**AUSGEWÄHLTER AUSZUG:**
================================

Bild oben: Für gute Akustik und optimalen Schallschutz sorgen im Tonstudio Soundproof-Entertainment-Wände aus Knauf Diamant und Knauf Silentboard.
Bauer nennt dazu Thermoboard von Knauf, eine Platte mit besserer Leitfähigkeit, um Räume zu temperieren, und Silentboard für erhöhten Schallschutz. Knauf Cleaneo Akustik integriert akustische Funktionen wie auch Luftreinigung. Eine Klimaanlage unnötig macht auch Alba balance von Rigips Austria. Sie wird im Juli in Österreich eingeführt. Mikrogekapseltes Paraffin nimmt überschüssige Wärme aus dem Raum auf und speichert sie im Schmelzzustand. Thermische Speichermassen sind damit schnell und wirtschaftlich v.a. in alte Gebäude einzubringen. »Das fördert die Motivation der Hausbesitzer, ihre Bestände ökologisch aufzuwerten«, betont Allesch.
Hergestellt wird Alba balance aus Gips und gesundheitlich unbedenklichen Paraffinen für die PCM-Mikrokapseln. Durch die verschiedenen Additive werden Gipsplatten feuer- und feuchtebeständiger, widerstandsfähiger und erreichen höhere Auszugswerte. Eine weitere Innovation von Rigips ist die Habito-Platte mit einer bis zu 50 Prozent widerstandsfähigeren Oberfläche. Große Lasten können ohne Dübel montiert werden. Rigips Window Planline ist ein mit dem Rahmen oder Wandanschluss flächenbündiger Glasverbund zur Herstellung optisch und sicherheitstechnisch anspruchsvoller Verglasungen. Michael Pech vom Österreichischen Siedlungswerk sieht den Trockenbau der Zukunft in erhöhter Vorfertigung. »Bauen muss industrialisiert werden, um die Kosten zu halten.

================================

**ZIEL 1:**
Geben Sie aus den nachstehenden Zeilen alles von der Zeile mit „Each instance of the <item>submerged“ bis hinunter zur letzten Zeile wieder, beide eingeschlossen, und tauschen Sie dabei „outline“ gegen „contour“ aus. Alles Übrige bleibt unverändert.

================================

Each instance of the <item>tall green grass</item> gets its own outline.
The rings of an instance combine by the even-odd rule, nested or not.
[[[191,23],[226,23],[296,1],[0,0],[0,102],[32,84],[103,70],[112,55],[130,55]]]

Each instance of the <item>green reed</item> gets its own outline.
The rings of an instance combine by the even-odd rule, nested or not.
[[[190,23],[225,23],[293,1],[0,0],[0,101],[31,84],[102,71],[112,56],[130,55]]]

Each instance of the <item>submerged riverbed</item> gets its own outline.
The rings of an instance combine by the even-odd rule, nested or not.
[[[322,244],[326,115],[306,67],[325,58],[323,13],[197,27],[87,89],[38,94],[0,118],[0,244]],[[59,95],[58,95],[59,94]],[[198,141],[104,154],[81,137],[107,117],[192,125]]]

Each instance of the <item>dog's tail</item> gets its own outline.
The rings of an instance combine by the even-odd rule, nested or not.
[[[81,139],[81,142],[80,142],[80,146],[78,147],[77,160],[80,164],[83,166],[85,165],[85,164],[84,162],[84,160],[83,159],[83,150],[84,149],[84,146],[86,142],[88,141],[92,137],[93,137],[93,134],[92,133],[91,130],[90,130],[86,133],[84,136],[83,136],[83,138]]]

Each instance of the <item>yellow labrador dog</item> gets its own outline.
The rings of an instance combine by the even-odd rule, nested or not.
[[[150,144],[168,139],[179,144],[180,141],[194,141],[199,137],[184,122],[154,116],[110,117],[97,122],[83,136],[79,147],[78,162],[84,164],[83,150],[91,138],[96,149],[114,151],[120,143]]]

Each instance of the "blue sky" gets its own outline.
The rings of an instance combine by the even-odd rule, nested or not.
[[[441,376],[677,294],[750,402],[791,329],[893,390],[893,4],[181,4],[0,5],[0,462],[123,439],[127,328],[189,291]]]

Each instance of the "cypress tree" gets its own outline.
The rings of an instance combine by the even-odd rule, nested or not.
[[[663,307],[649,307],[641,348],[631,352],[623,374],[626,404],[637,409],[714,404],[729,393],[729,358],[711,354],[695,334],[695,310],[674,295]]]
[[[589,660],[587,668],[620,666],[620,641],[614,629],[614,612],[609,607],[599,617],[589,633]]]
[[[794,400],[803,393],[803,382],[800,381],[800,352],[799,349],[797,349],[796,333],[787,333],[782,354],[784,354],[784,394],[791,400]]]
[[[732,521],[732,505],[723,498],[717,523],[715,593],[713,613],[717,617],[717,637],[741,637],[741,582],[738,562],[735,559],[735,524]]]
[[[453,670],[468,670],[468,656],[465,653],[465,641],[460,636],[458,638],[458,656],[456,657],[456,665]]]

================================

**ZIEL 2:**
Schreiben Sie den Auszug über Trockenbauplatten vollständig und wortgetreu nieder.

**LÖSUNG 1:**
Each instance of the <item>submerged riverbed</item> gets its own contour.
The rings of an instance combine by the even-odd rule, nested or not.
[[[322,244],[326,115],[306,67],[325,58],[323,13],[197,27],[87,89],[38,94],[0,118],[0,244]],[[59,95],[58,95],[59,94]],[[198,141],[104,154],[81,137],[107,117],[192,125]]]

Each instance of the <item>dog's tail</item> gets its own contour.
The rings of an instance combine by the even-odd rule, nested or not.
[[[81,139],[81,142],[80,142],[80,146],[78,147],[77,160],[80,164],[83,166],[85,165],[85,164],[84,162],[84,160],[83,159],[83,150],[84,149],[84,146],[86,142],[88,141],[92,137],[93,137],[93,134],[92,133],[91,130],[90,130],[86,133],[84,136],[83,136],[83,138]]]

Each instance of the <item>yellow labrador dog</item> gets its own contour.
The rings of an instance combine by the even-odd rule, nested or not.
[[[150,144],[168,139],[179,144],[180,141],[194,141],[199,137],[184,122],[154,116],[110,117],[97,122],[83,136],[79,147],[78,162],[84,164],[83,150],[91,138],[96,149],[114,151],[120,143]]]

Each instance of the "blue sky" gets its own contour.
The rings of an instance combine by the even-odd rule, nested or not.
[[[441,376],[677,294],[750,402],[791,329],[893,390],[893,4],[181,4],[0,5],[0,462],[123,439],[127,328],[189,291]]]

Each instance of the "cypress tree" gets its own contour.
The rings of an instance combine by the even-odd rule, nested or not.
[[[663,307],[649,307],[641,348],[631,352],[623,374],[626,404],[637,409],[714,404],[729,393],[729,358],[711,354],[695,334],[695,310],[674,295]]]
[[[589,660],[587,668],[620,666],[620,641],[614,629],[614,612],[609,607],[599,617],[589,633]]]
[[[794,400],[803,393],[803,382],[800,381],[800,352],[799,349],[797,349],[796,333],[787,333],[782,354],[784,354],[784,394],[791,400]]]
[[[732,521],[732,505],[723,498],[717,523],[715,593],[713,613],[717,617],[717,637],[741,637],[741,582],[738,562],[735,559],[735,524]]]
[[[453,670],[468,670],[468,656],[465,653],[465,641],[460,636],[458,638],[458,656],[456,657],[456,665]]]

**LÖSUNG 2:**
Bild oben: Für gute Akustik und optimalen Schallschutz sorgen im Tonstudio Soundproof-Entertainment-Wände aus Knauf Diamant und Knauf Silentboard.
Bauer nennt dazu Thermoboard von Knauf, eine Platte mit besserer Leitfähigkeit, um Räume zu temperieren, und Silentboard für erhöhten Schallschutz. Knauf Cleaneo Akustik integriert akustische Funktionen wie auch Luftreinigung. Eine Klimaanlage unnötig macht auch Alba balance von Rigips Austria. Sie wird im Juli in Österreich eingeführt. Mikrogekapseltes Paraffin nimmt überschüssige Wärme aus dem Raum auf und speichert sie im Schmelzzustand. Thermische Speichermassen sind damit schnell und wirtschaftlich v.a. in alte Gebäude einzubringen. »Das fördert die Motivation der Hausbesitzer, ihre Bestände ökologisch aufzuwerten«, betont Allesch.
Hergestellt wird Alba balance aus Gips und gesundheitlich unbedenklichen Paraffinen für die PCM-Mikrokapseln. Durch die verschiedenen Additive werden Gipsplatten feuer- und feuchtebeständiger, widerstandsfähiger und erreichen höhere Auszugswerte. Eine weitere Innovation von Rigips ist die Habito-Platte mit einer bis zu 50 Prozent widerstandsfähigeren Oberfläche. Große Lasten können ohne Dübel montiert werden. Rigips Window Planline ist ein mit dem Rahmen oder Wandanschluss flächenbündiger Glasverbund zur Herstellung optisch und sicherheitstechnisch anspruchsvoller Verglasungen. Michael Pech vom Österreichischen Siedlungswerk sieht den Trockenbau der Zukunft in erhöhter Vorfertigung. »Bauen muss industrialisiert werden, um die Kosten zu halten.